§ Text block:

=======

20/80 could you maybe post a pic or two of the tire chains you build ? Are they anything like the ones I am running or just the ladder style kind. Thanks again everyone for all your help.
That's right they are the ladder style chains that we make, we find that if you happen to break a cross link you can repair it easy in the field, the one's you are running are studded chain for ice pretty much the best you can get but would play hell on pave roads getting from one back road to another which we do a lot of, our roads are not far enough apart to justify taking them off, we used to run square link cross chains for ice back in the day they were harder and worked very well on smooth ice but cuts in the department they just buy regular chains for cross links now, I find keeping your chains tight on your wheels will save them and your tires, so put lots of rubber bungee straps or spider bungee to keep them tight, we had a operator on one of our loaders ruin a complete set of new tires spinning them inside the chains, very similar to your style of chains because of running them to loose, he does not work for us now.

=======

§ The data:
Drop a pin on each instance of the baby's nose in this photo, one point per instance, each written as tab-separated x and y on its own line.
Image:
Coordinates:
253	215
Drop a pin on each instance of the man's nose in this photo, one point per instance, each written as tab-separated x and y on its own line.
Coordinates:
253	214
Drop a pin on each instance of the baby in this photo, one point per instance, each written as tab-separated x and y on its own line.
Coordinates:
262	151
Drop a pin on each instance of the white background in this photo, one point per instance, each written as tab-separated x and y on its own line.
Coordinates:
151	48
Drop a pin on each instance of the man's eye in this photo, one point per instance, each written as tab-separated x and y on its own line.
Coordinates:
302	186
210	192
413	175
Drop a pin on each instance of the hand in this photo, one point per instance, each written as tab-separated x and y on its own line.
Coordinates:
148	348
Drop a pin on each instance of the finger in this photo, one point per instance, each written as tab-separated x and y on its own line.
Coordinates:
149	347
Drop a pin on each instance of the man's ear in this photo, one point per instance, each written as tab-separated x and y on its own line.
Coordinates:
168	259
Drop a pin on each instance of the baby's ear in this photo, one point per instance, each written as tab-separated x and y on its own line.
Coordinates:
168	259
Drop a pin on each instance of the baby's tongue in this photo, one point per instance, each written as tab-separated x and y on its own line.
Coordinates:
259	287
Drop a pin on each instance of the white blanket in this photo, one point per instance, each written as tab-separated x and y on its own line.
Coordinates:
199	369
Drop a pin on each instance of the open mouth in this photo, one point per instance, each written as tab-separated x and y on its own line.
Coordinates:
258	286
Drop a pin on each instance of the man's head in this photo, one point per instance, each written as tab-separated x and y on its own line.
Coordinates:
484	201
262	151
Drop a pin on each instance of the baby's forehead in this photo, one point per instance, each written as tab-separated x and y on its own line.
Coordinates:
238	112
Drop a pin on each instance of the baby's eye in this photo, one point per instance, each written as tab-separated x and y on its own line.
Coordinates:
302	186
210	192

=======

§ Directives:
- a) Reproduce the stretch of the listing from the line containing "Drop a pin on each instance of the man's head" through the end of the listing, unchanged.
- b) Extend the tire chains discussion from the point where it stops.

§ Responses for each task:
- a)
Drop a pin on each instance of the man's head in this photo, one point per instance, each written as tab-separated x and y on its own line.
Coordinates:
484	201
262	151
Drop a pin on each instance of the baby's forehead in this photo, one point per instance, each written as tab-separated x and y on its own line.
Coordinates:
238	112
Drop a pin on each instance of the baby's eye in this photo, one point per instance, each written as tab-separated x and y on its own line.
Coordinates:
302	186
210	192

- b)
Hawk

Member
Joined
Dec 7, 2018
Messages
11
Location
British Columbia
Occupation
Semi retired. Run grader for the fun of it.
Refer back to post #6 above regarding tyre choice. Never a truer word spoken that tyre choice can majorly affect traction in poor conditions. Maybe your boss needs to get a bit less cheap on tyres as well as chains..?
I have to disagree with you a bit on this Nige. Don’t get me wrong, I really appreciate your input but I don’t think spending big bucks on the best tires and putting chains on them makes sense to me. If I was working in conditions where traction was just a bit iffy a lot then maybe good tires. But when it turns to winter here chains are a must, so I don’t see the benefit to spending big bucks on tires also. Once I put chains on they stay till spring. I’m sure glad for your advice, think it was your post that I showed to my boss, that convinced him to buy me that last set of chains.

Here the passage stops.